- **Problem to solve**
Set down each record exactly as written.

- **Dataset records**

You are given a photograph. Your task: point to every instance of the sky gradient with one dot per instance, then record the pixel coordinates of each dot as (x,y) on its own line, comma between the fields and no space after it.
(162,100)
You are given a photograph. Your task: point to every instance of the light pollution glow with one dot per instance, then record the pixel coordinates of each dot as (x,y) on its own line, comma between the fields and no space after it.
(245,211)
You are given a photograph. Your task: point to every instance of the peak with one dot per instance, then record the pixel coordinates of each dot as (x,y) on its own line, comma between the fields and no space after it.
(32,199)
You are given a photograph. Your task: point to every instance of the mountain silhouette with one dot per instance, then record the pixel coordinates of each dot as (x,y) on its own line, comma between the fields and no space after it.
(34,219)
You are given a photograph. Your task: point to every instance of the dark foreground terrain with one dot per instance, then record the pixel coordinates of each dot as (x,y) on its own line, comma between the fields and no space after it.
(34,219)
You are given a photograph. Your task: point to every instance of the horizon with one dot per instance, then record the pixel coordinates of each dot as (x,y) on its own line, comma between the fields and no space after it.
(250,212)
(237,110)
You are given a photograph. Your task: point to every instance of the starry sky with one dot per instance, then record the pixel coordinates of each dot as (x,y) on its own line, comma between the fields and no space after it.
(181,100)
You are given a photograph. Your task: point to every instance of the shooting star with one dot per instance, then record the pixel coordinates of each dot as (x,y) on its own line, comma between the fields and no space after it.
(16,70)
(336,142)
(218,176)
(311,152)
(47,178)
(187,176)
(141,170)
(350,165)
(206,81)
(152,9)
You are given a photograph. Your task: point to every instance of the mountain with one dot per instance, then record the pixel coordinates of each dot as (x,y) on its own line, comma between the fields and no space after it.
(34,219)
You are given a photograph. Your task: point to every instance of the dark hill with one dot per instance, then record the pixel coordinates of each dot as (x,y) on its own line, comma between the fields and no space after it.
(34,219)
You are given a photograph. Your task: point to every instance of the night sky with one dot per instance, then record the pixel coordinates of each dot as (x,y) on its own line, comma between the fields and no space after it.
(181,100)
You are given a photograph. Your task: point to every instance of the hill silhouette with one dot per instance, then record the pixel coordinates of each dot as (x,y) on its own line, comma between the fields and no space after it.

- **Task response**
You are given a photograph. Your task: point to every instance of the sky gradient with one dot per instance, then record the pixel coordinates of each dot as (x,y) on its own line, comma between the fields and no space after it.
(162,100)
You are given a photograph. Your task: point to every instance of the light pollution glow with one dot per instance, then record the pixel coordinates of each dot as (x,y) on its own line, comma between the fields and no space after it.
(245,211)
You are given a photograph. Your task: point to every instance of the peak with one dot per instance, then record the pixel coordinates of each dot as (x,y) on its own line, comma between the fields and no space after it.
(32,199)
You are given a photograph. Your task: point to every instance of the mountain silhouette with one dot per instance, then record the pixel coordinates of each dot as (x,y) on its own line, comma between the fields and no space after it.
(34,219)
You are given a photograph. Your task: point to every instance of the dark foreground terrain with one dot per instance, then record the pixel coordinates of each dot as (x,y) on its own line, comma between the fields and no space after it.
(34,219)
You are given a photograph. Your task: point to every instance of the horizon with one dot per instance, then record the pixel coordinates of each dot as (x,y) on its own line, comma between the fields and no space after it.
(250,212)
(237,110)
You are given a photograph. Your task: point to every instance of the starry sky with one dot per instance, then record the pixel coordinates of each dot as (x,y) on its own line, comma between the fields and no space after it.
(181,100)
You are given a photograph. Your task: point to every instance of the shooting star with one dot per instance, then record the pixel coordinates of each dot as (x,y) on its own line, comma between the fields and no space after it.
(16,70)
(336,142)
(218,176)
(311,152)
(47,178)
(187,176)
(141,170)
(350,165)
(206,81)
(152,9)
You are given a photograph. Your task: point to every instance of the mountain with one dot per instance, then record the pixel coordinates of each dot as (x,y) on its own line, comma between the fields and no space after it.
(34,219)
You are given a photograph. Your task: point to every instance of the dark hill with one dot per instance, then record the pixel coordinates of each dot as (x,y) on its own line, comma between the fields and no space after it.
(34,219)
You are given a photograph. Your task: point to every instance of the night sky with one dot per instance, then record the pixel coordinates of each dot as (x,y) on its own line, comma between the fields and no space after it.
(181,100)
You are given a photograph. Your task: point to every instance of the hill silhouette with one dot per instance, then record the pixel coordinates of each dot as (x,y) on its own line, comma between the fields and no space after it.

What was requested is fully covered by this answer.